EXERCISE DETAILS -> List each line of the data below that contains the word "lichen", copying every such line in full.

DATASET EXCERPTS ->
## start

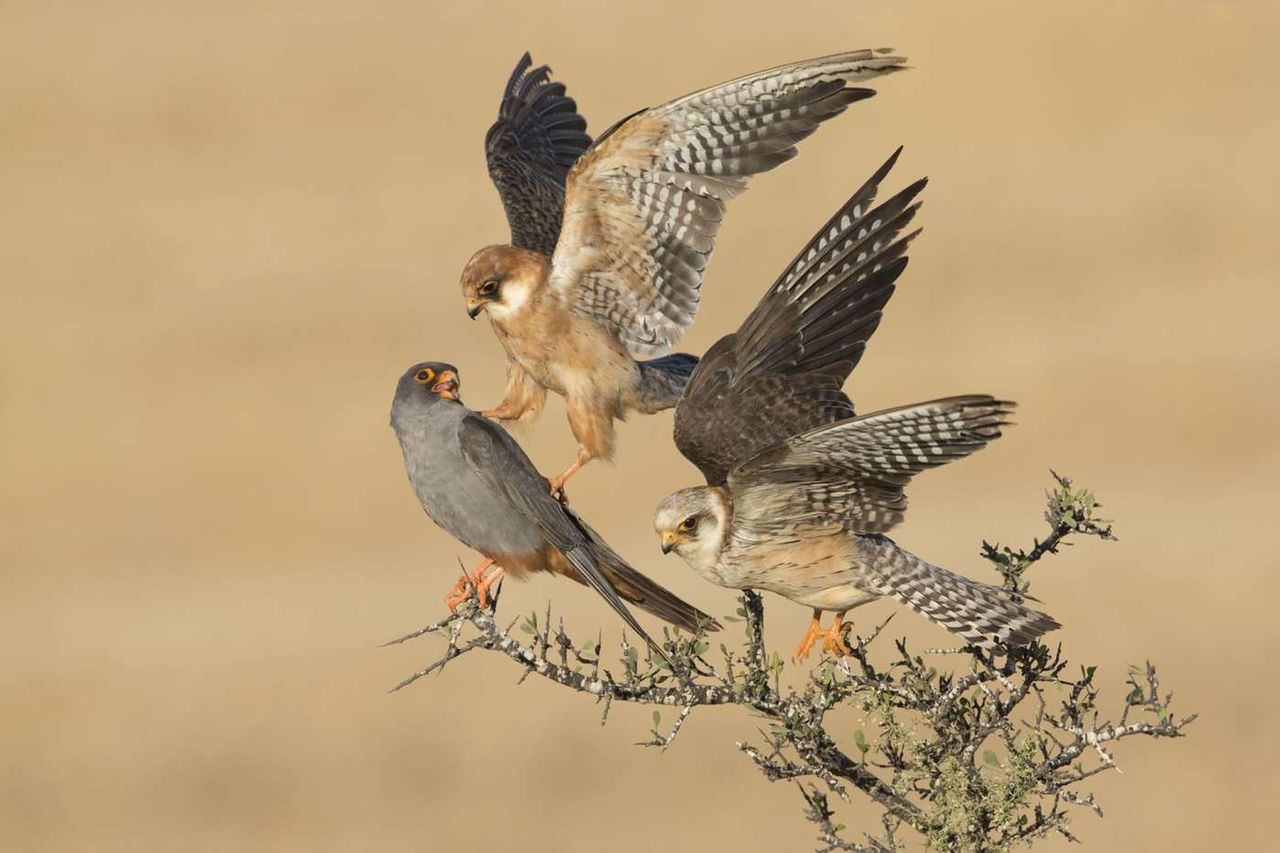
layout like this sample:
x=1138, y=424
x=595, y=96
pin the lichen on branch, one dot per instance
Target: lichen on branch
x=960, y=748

## end
## start

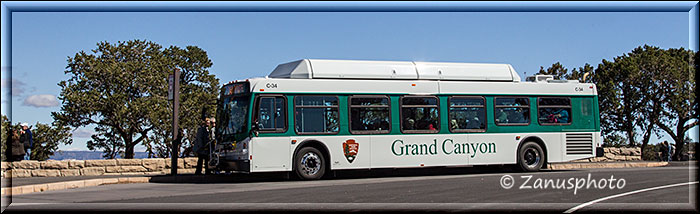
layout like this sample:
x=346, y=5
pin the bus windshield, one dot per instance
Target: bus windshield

## end

RESPONSE TO THIS EXERCISE ->
pin the lichen on branch, one dot per instance
Target: lichen on branch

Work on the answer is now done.